The task: Render the lines from the line with "Each <instance> block holds" to the line with "positive clicks: (171, 241)" as a Markdown table with the columns Row and Line, skipping any blank lines. Include only those lines.

Supplied information:
______

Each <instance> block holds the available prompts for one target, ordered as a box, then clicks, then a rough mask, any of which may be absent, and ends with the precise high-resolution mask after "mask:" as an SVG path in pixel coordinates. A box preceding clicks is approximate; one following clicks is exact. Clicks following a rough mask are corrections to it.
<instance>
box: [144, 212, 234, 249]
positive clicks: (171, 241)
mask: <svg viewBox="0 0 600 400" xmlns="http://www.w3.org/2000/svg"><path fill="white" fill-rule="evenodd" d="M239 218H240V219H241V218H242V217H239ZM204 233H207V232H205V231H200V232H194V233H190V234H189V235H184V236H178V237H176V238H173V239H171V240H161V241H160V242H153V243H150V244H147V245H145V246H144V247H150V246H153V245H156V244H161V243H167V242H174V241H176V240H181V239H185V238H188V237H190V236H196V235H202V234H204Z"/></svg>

______

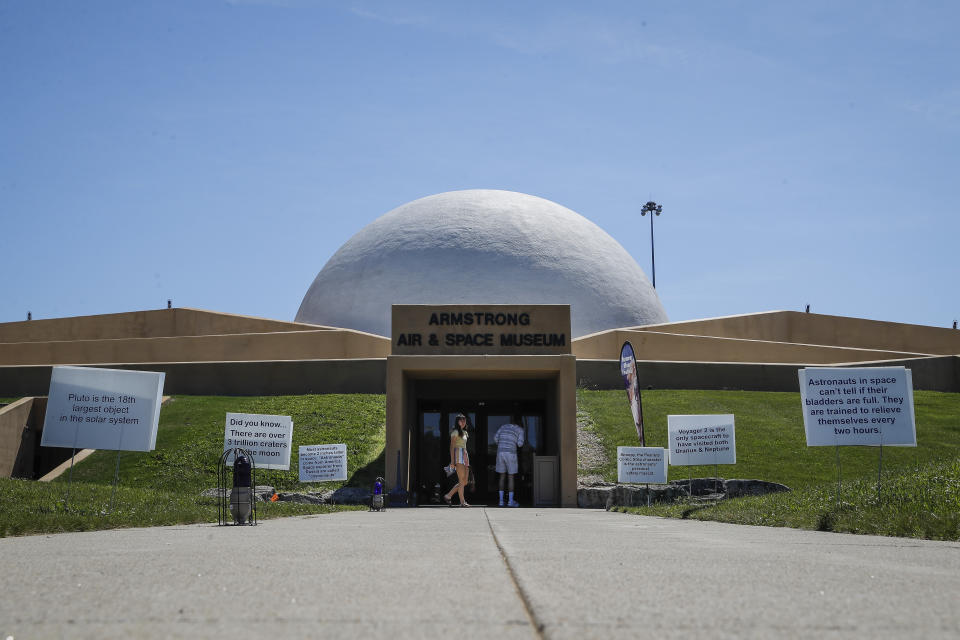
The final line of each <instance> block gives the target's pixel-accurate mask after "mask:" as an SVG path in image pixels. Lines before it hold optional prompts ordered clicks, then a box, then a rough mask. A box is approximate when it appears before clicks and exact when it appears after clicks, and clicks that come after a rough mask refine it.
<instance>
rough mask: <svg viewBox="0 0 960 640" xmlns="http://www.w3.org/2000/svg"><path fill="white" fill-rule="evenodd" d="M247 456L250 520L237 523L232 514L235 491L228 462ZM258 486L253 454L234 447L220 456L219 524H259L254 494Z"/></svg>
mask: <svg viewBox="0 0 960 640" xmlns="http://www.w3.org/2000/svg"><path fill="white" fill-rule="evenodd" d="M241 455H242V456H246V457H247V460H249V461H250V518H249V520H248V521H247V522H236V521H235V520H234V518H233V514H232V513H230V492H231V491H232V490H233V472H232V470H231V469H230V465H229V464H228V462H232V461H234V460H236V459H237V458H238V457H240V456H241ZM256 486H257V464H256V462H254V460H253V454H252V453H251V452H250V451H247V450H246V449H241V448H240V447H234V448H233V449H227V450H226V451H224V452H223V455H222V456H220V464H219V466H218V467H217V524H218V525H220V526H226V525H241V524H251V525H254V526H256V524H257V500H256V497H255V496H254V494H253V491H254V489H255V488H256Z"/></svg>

______

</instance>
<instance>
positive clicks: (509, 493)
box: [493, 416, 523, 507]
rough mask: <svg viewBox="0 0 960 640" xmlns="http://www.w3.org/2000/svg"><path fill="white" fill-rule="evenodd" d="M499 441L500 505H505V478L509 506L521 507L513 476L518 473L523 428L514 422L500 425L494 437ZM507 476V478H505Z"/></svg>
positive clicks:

______

Task answer:
| Row | Line |
|---|---|
| 1 | Each <instance> block holds the available prompts for one target, ordered as a box, then clicks, then a rough mask, any of which may be absent, and ends with the precise high-resolution mask after "mask:" as an SVG path in pixel coordinates. A box preceding clicks is approximate; one following clicks is exact. Clicks following a rough mask are corrections to it. |
| 2 | <instance> |
| 3 | box: [144, 212, 234, 249] |
| 4 | positive clicks: (171, 241) |